→ Material shown:

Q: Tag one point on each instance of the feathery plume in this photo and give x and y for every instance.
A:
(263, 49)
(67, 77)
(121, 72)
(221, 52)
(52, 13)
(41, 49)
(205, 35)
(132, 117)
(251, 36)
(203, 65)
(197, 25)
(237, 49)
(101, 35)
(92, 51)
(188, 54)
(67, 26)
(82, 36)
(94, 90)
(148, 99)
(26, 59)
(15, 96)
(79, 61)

→ Aim: Copy out all of the lines above verbatim, without changing a single character.

→ Complete output:
Q: Tag one point on each instance of the feathery plume in this photo and give x and y for every instance.
A:
(263, 49)
(67, 77)
(121, 72)
(221, 52)
(52, 13)
(41, 49)
(205, 35)
(132, 117)
(251, 36)
(203, 65)
(197, 25)
(237, 49)
(101, 35)
(92, 51)
(188, 54)
(67, 26)
(82, 36)
(94, 90)
(148, 99)
(26, 59)
(15, 96)
(79, 61)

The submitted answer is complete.